───── Document passage ─────
Maureen Johnson argues that there aren’t “guy” or “girl” stories, simply stories. I tend to agree with her.

And now I’ll have to check out your books. 🙂

Mary Kate Leahy
Mary Kate Leahy

I actually don’t freak out over the idea of strangers reading my work, but I do freak out a bit when friends or family read it. I want to know everything they thought,and get really detailed feedback, which isn’t their role. I’ve struggled to get rid of that, and I have gotten a lot better about not bothering friends who are reading my work. Really interesting post topic 🙂

Michele Shaw

I get nervous when ANYONE reads my work, friend or stranger. I just try not to think about it and wait for whatever may come. I tend to brace for the worst, thinking it will be that or bad, or if I’m lucky, better:)


[…] How Do You React When Strangers Read Your Work?, Jami Gold talks about the dilemma writers face when gaining a new […]

Annette Gendler

Jami – I must say it freaks me out when people I know read my work, not family members, I’m used to that and I usually have my husband and my daughter proofread my work, and I love when strangers comment on my work, but when a good friend of my husband’s approaches me about my writing, that’s when I get embarrassed!
───── Study material ─────
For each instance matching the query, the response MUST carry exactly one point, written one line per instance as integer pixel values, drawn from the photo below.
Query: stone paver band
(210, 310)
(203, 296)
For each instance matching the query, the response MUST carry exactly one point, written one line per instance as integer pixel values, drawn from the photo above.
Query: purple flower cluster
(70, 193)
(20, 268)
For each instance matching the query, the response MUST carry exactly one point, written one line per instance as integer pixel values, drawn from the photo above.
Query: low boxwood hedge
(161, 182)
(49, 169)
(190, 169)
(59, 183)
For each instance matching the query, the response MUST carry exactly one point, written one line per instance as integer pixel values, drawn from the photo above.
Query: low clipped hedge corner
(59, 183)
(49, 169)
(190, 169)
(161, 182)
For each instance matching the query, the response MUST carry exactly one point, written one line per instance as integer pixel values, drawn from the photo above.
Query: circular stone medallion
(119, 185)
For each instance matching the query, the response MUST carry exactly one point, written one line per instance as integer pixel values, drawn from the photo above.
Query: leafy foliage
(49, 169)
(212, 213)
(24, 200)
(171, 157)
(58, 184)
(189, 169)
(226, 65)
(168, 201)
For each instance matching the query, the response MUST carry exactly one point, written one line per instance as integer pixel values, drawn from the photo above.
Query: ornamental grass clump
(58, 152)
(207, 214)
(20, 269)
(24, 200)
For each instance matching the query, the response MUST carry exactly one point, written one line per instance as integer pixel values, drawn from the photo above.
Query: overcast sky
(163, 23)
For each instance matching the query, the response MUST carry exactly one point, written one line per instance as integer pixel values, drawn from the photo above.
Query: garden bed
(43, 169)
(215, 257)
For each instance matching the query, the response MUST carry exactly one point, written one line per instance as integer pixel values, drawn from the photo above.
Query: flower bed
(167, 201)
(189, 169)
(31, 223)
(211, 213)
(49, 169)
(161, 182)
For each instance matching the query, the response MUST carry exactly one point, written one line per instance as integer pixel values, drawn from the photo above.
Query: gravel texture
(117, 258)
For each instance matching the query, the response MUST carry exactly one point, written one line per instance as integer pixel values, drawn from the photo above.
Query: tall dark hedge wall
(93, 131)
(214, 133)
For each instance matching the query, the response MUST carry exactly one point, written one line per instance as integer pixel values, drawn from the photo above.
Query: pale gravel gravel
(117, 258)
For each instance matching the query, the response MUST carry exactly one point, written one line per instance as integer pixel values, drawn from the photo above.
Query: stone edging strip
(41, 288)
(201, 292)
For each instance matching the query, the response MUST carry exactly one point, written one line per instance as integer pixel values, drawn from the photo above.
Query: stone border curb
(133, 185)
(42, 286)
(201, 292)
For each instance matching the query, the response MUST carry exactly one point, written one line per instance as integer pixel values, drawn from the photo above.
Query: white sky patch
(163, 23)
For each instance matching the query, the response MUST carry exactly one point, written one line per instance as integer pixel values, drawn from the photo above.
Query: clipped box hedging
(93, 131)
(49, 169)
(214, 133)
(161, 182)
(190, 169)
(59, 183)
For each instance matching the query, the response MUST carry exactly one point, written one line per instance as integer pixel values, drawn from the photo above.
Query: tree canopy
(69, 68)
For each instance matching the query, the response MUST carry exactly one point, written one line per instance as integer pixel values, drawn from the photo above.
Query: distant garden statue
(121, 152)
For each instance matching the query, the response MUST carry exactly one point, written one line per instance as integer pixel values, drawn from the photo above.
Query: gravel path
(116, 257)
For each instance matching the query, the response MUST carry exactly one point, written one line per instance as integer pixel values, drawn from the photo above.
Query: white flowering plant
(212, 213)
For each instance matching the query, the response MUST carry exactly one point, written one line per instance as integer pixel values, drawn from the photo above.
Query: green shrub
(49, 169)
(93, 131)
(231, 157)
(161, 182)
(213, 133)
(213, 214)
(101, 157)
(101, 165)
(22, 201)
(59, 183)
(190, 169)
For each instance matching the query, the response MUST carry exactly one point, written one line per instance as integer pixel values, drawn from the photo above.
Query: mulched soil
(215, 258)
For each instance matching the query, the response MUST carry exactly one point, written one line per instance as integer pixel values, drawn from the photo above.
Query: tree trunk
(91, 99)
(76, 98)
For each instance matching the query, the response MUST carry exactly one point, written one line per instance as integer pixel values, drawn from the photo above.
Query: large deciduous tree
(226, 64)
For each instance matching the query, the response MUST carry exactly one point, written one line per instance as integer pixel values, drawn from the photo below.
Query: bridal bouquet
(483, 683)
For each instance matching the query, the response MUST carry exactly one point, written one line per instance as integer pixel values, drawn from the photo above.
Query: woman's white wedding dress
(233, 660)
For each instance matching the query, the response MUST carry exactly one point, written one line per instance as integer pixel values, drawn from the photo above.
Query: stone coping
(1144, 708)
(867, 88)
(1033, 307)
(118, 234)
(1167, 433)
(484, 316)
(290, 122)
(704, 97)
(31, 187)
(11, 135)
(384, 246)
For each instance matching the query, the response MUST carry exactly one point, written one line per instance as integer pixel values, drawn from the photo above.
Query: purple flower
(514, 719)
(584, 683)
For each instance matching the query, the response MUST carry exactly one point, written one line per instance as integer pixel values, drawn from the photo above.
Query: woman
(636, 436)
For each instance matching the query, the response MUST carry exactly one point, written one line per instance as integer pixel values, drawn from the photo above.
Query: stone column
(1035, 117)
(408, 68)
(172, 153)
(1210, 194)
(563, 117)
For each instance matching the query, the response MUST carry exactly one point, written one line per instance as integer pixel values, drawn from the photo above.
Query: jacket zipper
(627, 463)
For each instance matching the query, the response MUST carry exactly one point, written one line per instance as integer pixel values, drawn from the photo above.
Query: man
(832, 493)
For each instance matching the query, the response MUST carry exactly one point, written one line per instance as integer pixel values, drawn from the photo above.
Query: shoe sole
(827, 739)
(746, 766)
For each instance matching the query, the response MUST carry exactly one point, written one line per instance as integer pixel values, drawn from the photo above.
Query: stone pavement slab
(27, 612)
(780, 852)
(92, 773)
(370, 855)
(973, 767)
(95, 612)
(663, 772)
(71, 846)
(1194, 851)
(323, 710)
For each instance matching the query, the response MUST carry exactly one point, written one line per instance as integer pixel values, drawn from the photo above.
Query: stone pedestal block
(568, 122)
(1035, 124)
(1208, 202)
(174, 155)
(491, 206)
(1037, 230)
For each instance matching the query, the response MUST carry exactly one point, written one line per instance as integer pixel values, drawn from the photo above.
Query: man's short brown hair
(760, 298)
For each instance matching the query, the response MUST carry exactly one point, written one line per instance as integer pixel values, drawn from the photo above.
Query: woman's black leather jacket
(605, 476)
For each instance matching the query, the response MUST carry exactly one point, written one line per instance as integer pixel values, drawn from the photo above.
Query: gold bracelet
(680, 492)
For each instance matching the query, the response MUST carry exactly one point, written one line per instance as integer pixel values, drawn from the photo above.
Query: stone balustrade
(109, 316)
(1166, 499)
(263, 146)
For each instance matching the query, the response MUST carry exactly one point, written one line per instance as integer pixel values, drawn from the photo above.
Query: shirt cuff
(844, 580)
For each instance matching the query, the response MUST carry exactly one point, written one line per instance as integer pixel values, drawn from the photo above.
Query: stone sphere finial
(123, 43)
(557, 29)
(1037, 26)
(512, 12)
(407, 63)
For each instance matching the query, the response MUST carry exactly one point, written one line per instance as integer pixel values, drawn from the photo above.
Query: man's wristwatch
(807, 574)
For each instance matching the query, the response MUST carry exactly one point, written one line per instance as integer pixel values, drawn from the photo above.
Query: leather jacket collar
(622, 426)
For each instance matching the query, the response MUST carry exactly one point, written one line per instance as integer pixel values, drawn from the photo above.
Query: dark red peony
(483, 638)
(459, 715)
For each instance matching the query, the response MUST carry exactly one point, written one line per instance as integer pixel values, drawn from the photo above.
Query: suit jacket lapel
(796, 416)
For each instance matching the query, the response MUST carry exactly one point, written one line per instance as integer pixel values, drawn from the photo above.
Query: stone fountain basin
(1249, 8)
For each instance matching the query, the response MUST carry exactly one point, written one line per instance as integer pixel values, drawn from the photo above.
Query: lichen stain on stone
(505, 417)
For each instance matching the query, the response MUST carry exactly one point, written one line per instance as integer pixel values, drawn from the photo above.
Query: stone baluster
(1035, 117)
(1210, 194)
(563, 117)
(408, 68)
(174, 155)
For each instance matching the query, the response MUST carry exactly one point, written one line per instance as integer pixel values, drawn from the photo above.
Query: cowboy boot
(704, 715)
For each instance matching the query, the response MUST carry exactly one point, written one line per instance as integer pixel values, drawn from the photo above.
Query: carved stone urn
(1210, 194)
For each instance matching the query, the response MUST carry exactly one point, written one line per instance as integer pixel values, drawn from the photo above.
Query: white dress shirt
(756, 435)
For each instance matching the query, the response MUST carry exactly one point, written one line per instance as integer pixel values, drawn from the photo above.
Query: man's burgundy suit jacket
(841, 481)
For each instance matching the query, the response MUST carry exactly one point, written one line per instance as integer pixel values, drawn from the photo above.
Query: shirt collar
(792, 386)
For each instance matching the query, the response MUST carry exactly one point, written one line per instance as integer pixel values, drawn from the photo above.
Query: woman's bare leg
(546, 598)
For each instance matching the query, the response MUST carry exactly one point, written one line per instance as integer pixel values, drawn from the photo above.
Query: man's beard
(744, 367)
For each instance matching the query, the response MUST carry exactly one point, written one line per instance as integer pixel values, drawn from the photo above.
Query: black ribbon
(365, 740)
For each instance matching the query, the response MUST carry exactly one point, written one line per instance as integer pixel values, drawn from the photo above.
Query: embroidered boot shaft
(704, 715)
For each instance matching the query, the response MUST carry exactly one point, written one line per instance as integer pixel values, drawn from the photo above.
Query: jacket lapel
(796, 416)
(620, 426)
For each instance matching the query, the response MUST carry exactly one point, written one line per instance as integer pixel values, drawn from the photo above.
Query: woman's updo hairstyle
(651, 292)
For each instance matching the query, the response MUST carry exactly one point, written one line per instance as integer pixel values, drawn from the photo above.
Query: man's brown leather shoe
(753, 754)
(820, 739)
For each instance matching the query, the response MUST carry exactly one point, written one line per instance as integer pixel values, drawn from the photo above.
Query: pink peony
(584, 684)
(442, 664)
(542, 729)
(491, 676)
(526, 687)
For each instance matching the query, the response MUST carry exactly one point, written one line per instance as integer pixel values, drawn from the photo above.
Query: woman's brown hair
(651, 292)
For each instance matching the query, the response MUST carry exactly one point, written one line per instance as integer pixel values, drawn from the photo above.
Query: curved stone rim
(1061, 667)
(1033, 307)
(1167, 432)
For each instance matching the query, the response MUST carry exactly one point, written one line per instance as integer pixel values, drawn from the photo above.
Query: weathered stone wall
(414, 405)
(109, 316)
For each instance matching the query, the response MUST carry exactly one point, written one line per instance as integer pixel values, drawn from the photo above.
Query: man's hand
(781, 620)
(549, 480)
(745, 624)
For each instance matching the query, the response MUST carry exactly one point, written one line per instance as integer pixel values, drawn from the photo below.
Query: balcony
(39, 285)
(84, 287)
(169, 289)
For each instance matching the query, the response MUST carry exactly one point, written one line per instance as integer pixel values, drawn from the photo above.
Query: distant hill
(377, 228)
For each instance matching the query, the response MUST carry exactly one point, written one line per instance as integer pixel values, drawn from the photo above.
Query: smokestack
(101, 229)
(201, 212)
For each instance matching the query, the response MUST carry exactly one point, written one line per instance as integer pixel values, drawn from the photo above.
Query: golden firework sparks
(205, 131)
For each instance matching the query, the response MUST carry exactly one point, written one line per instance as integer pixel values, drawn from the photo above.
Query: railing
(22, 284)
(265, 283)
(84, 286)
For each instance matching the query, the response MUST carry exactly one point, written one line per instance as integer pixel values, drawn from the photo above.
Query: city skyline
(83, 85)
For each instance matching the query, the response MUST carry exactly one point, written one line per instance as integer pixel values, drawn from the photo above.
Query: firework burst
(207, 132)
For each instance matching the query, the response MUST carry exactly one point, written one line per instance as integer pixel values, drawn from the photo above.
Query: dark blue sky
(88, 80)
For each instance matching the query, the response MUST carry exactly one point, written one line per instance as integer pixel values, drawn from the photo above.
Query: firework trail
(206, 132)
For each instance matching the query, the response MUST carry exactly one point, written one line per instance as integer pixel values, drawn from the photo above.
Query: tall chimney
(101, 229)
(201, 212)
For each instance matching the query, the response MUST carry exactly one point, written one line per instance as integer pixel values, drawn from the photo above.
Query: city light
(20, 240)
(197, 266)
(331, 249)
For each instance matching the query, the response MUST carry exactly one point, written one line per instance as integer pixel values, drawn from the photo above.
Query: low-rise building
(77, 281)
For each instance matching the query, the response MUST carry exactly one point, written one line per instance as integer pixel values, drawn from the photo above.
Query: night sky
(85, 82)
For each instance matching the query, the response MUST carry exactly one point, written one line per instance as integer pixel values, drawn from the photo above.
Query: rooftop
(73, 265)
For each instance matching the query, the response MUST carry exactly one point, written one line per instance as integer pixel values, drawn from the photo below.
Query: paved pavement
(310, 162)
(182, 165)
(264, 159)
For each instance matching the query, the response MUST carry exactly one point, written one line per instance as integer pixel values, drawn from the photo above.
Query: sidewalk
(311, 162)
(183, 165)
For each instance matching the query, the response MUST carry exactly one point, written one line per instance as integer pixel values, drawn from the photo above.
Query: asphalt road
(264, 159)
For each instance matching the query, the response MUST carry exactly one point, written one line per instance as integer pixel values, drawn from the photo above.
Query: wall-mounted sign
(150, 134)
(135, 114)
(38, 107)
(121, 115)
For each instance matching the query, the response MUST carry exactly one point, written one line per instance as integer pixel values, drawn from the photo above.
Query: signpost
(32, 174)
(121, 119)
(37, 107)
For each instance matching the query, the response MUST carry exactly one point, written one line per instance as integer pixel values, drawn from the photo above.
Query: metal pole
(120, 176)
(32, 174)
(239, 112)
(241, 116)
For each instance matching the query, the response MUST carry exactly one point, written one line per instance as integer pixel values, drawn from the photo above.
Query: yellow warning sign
─────
▸ **Work task 1**
According to the comment thread, who does Annette Gendler usually have proofread her work?
▸ **Work task 2**
Copy the comment thread word for word from "Jami – I must" to "I get embarrassed!".

▸ **Expected output 1**
Her husband and her daughter.

▸ **Expected output 2**
Jami – I must say it freaks me out when people I know read my work, not family members, I’m used to that and I usually have my husband and my daughter proofread my work, and I love when strangers comment on my work, but when a good friend of my husband’s approaches me about my writing, that’s when I get embarrassed!